=== GIVEN PASSAGE ===
We laugh at honor and are shocked to find traitors in our midst. We scoff at tradition and are shocked to find...

Pastorius said...

You are always so articulate. It's good to find you commenting here.

The Sheikhs on a Plane line is classic. Thanks for that.

I'm torn on this one. That's why I don't write on it. I agree with you, in one way, because I do believe America is a Judeo-Christian nation. But, in another way, I recognize that the man, going by the Constitution, does have the right to swear his oath on whatever book he pleases.

Simply put, Islam is incompatible with Democracy, but until we define that with legislation, or admendment, we can not deny a Muslim the right to swear on a Koran, or be elected to office, etc.

Jay.Mac said...

Here's a problem with swearing an oath on the Koran- the book advocates lying to infidels. Therefore any such oath taken on it is essentially meaningless.

Anonymous said...

Judeo-Christian nation, huh? I agree with that. But what about the Native Americans? The Iriquois, the Algonquin, the Dineh, Blackfoot? The list goes on. They were here before any of us. If a Muslim shouldn't swear on the Qur'an, why aren't THEY asked to settle this dispute?
And if the Bible or Torah is acceptable to swear on, then why not the Qur'an? Even the Bible calls for a death penalty for apostasy from faith, in Deuteronomy.... without even a trial to determine if the accused is sane. Just a str8 up execution on the spot! Check it out for yourselves.

Pastorius said...
=== DATASET SECTION ===
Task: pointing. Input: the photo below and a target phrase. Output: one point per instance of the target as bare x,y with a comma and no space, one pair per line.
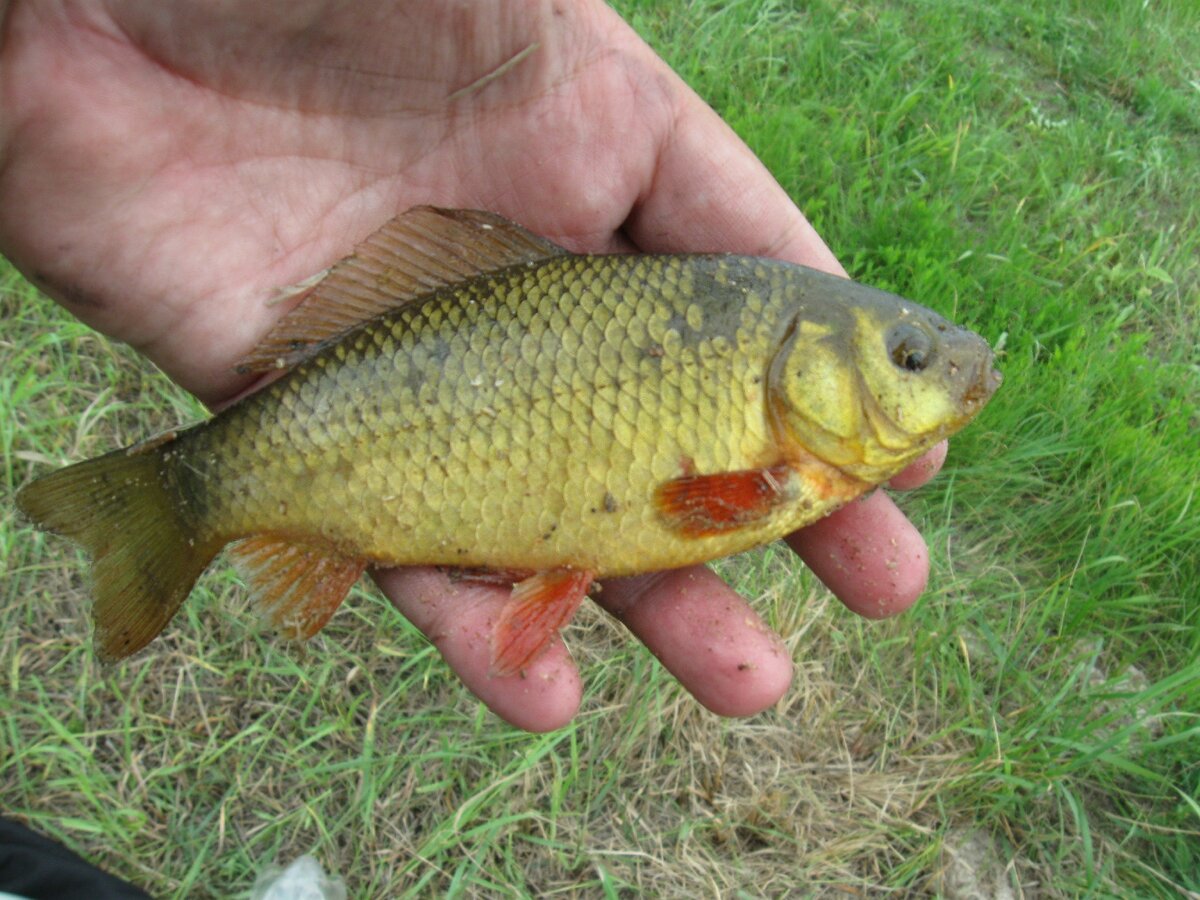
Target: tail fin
145,557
===
_DIRECTIVE_
Write what comes next in the comment thread about swearing an oath of office on the Koran, picking up after its last line.

_THE RESULT_
Black Lion,
You are correct about that. However, Judaism has gone through a long Talmudic process of reformation by which the religion has become more compassionate. If you read what us Christians refer to as the "Old Testament" straight through you see that God appears to be transformed from an angry, jealous God who demands blood sacrifice, to a God who says that helping widows and orphans is the sacrifice that He desires.

Christ then became the ultimate blood sacrifice in our place.

And Christ calls on we who follow Him to serve others (by feeding them and clothing them) in order to serve Him.

That is the story and the Truth of the Bible.

Islam has a different story and truth, and it still calls for death for apostates, adulterers and homosexuals.

None of us want to live that way. In fact, we believe that such a system is not justice. And, of course, I believe you would agree with me that Islam does not believe in Democracy.

Thanks for being honest with us, by the way. I appreciate it.